PROVIDED INFORMATION:
---
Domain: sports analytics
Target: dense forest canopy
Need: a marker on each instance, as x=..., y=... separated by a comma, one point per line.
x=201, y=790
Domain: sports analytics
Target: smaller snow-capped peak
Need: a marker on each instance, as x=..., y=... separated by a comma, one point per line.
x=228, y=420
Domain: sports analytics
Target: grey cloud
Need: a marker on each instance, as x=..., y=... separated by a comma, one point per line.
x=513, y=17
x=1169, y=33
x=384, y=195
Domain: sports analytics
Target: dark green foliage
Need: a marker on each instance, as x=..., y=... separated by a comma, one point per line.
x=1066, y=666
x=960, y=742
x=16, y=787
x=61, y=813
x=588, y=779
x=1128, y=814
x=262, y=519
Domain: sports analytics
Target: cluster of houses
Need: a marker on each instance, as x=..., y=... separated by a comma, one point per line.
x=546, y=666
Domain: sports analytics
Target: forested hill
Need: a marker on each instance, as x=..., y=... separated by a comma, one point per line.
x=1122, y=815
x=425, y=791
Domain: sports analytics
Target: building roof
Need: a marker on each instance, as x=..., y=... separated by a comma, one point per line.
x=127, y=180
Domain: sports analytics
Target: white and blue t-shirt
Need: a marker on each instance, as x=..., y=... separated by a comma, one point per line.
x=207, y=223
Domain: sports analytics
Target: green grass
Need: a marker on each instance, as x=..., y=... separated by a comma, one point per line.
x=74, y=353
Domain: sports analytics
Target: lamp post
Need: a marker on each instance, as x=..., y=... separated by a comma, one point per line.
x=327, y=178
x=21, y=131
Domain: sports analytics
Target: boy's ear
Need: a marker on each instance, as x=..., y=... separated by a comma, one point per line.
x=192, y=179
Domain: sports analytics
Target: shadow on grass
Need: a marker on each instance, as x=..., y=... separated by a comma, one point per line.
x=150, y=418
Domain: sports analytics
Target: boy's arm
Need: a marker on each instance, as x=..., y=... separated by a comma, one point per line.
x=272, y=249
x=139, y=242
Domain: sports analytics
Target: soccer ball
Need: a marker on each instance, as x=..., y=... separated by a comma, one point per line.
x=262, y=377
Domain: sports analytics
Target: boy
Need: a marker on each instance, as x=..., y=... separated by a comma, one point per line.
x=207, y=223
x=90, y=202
---
BRIEF:
All lines in the records that contain "grass" are to be copied and returned.

TASK ANSWER:
Target: green grass
Target: shadow on grass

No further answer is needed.